Diese Zeile besagt, das Projekt ist nicht unter Domain ist reserviert ansprechbar, sondern unter http://localhost/SimplePilotMGW. Ich würde die Applikation gerne ohne den zusätzlichen Pfad ansprechen, um so nahe wie möglich an dem Echtsystem entwickeln zu können.

Natürlich kann ich die Applikation deployen, den Server stoppen, die server.xml manuell editieren (und dabei path="/" setzen), den Servercache leeren und den Server neu starten. Dann funktioniert dies. Aber schon beim nächsten Wechsel der Applikation ist diese Änderung wieder weg.

Laut einem Kollegen gibt es in Netbeans dafür eine Option, die man am Projekt selbst festlegen kann (macht ja Sinn). Leider kann ich solch eine Option bei Eclipse nicht finden.

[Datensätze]

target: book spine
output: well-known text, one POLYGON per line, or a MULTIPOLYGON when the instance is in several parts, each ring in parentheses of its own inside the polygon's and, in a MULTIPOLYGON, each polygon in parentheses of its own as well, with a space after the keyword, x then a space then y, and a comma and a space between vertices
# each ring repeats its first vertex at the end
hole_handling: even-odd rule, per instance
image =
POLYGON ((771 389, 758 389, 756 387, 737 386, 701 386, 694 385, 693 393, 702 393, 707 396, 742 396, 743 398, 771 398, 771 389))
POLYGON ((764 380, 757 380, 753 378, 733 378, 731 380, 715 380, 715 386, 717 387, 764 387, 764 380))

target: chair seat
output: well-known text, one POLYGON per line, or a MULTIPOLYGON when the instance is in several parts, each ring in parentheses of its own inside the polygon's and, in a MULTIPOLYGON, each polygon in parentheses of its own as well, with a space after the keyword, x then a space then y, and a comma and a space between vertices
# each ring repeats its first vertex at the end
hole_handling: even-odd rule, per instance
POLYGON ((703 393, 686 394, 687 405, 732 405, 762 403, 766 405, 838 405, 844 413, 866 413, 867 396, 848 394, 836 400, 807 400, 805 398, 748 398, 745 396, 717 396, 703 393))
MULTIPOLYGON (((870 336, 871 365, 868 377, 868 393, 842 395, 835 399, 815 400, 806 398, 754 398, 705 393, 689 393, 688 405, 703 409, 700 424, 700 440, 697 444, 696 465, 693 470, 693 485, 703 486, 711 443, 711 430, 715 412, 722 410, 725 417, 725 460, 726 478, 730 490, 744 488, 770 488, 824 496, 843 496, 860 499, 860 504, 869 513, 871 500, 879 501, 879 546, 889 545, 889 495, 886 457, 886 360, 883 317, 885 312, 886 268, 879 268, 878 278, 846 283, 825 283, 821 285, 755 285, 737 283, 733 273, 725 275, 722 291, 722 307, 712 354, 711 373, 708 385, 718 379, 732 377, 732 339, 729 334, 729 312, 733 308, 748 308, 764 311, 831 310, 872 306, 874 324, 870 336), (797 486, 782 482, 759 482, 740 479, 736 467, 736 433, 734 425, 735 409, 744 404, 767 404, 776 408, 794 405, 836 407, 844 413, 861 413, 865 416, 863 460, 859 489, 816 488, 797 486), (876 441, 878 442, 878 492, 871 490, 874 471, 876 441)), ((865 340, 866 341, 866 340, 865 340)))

AUFGABE 1: Welcher Wert wird laut dem Seitentext beim manuellen Bearbeiten der server.xml gesetzt?
AUFGABE 2: Schreib den Seitentext über den Projektpfad unter Eclipse nach seinem letzten Satz weiter.

ANTWORT 1: path="/"

ANTWORT 2:
Läßt sich dies bei Eclipse nicht konfigurieren?


----------



## maki (2. Sep 2009)

Es ist nicht ratsam, auf dem ROOT Kontext ([c]/[/c])zu entwickeln oder gar Prod laufen zu lassen, mit "richtigem" Kontext, wie zB. ([c]/SimplePilotMGW[/c]), ist das schon besser.
Ansonsten kannst du in der Server Konfiguration (über den View) die WebApps konfigurieren, inkl. Kontextnamen.


----------



## tme (2. Sep 2009)

maki hat gesagt.:


> Es ist nicht ratsam, auf dem ROOT Kontext ([c]/[/c])zu entwickeln oder gar Prod laufen zu lassen, mit "richtigem" Kontext, wie zB. ([c]/SimplePilotMGW[/c]), ist das schon besser.



Leider wird's für die Entwicklung derzeit notwendig. Umso weiter wir uns strukturell vom Echtserver entfernen, umso mehr Potential für Katastrophen gibt's nach dem Testen.



maki hat gesagt.:


> Ansonsten kannst du in der Server Konfiguration (über den View) die WebApps konfigurieren, inkl. Kontextnamen.



Vielen Dank! Seitdem ich mit Eclipse arbeite, habe ich diesen kleinen "Modules"-Tab übersehen.

Bist ein Schatz.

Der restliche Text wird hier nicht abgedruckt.